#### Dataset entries
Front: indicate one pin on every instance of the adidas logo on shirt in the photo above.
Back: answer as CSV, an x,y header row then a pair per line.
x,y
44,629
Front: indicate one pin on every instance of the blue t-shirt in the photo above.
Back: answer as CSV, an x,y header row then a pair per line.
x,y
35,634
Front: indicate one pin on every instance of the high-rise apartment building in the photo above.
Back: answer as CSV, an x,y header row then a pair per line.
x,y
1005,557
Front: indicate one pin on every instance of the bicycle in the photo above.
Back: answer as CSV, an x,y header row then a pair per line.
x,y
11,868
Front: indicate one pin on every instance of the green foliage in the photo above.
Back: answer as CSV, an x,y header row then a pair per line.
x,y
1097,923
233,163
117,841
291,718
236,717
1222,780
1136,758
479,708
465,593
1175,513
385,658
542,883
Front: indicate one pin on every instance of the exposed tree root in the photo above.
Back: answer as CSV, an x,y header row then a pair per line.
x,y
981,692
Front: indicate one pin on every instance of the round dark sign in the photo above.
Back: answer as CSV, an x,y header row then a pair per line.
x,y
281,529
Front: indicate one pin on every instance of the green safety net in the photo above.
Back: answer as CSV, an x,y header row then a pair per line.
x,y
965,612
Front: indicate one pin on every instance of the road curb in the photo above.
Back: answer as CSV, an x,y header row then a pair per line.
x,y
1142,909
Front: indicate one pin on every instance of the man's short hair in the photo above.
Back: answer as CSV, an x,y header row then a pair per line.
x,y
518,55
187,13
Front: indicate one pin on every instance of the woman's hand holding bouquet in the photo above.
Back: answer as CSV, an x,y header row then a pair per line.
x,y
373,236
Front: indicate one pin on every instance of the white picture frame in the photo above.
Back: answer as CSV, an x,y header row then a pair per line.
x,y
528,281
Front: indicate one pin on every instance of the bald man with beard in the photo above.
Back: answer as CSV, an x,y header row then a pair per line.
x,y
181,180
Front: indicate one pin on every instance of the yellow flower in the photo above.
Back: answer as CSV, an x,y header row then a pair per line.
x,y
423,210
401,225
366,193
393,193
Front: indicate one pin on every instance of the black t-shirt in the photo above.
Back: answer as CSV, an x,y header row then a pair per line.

#### Your objective
Repeat the entries shown above, every one, word for word.

#### Exercise solution
Front: indicate one pin on every instance of the adidas logo on shirt in the photo above.
Back: answer as CSV, an x,y header row then a pair per line.
x,y
44,629
Front: indicate one pin on every instance of the blue t-shirt in the photo above.
Back: answer as CSV, an x,y header row then a pair per line.
x,y
35,634
Front: indicate one pin on every instance of the high-rise apartment building in the photo above.
Back: answer as CSV, an x,y header row then a pair per line.
x,y
1005,557
Front: indicate one pin on every instance of the bicycle in the photo above.
Back: answer as CSV, an x,y header row then a pair per line.
x,y
11,868
Front: indicate one pin on every instance of the green foliage in the photo above.
Back: answer as CSV, an x,y header row then a pair per line.
x,y
1097,923
233,163
117,841
291,718
236,717
1222,780
1136,758
479,708
465,593
1175,513
385,658
542,883
Front: indicate one pin on every instance of the exposed tree root in the photo above.
Back: answer as CSV, an x,y header row then a pair per line.
x,y
981,692
Front: indicate one pin on every instance of the round dark sign in the photo above.
Back: answer as CSV, an x,y header row then a pair per line.
x,y
281,529
Front: indicate one pin on every instance of the green safety net in the photo above.
Back: answer as CSV, an x,y header row then a pair per line.
x,y
965,612
Front: indicate one pin on every instance of the road curb in the photo above.
Back: answer as CSV, an x,y header row then a pair per line.
x,y
1142,909
Front: indicate one pin on every instance of the man's short hair in the photo above.
Back: answer as CSV, an x,y header row then a pair per line.
x,y
518,55
187,13
Front: indicate one pin on every instance of the woman's hand holding bouquet in the photo above.
Back: answer as CSV, an x,y header row then a pair per line.
x,y
373,236
Front: indicate one pin on every instance of the white picture frame in the photo above.
Back: answer as CSV, an x,y header row then a pair per line.
x,y
528,281
Front: indicate one pin on every instance of the bald man with beard in the photo above.
Back: answer as CSV, an x,y header row then a pair per line.
x,y
181,180
Front: indicate one pin on every instance of the yellow flower in the photo above.
Back: answer as CSV, an x,y header row then a pair per line.
x,y
423,210
401,225
366,193
393,193
Front: indicate one pin on every instance of the black t-shirt in the photo above.
Back: answer as CSV, an x,y header row then a pair per line.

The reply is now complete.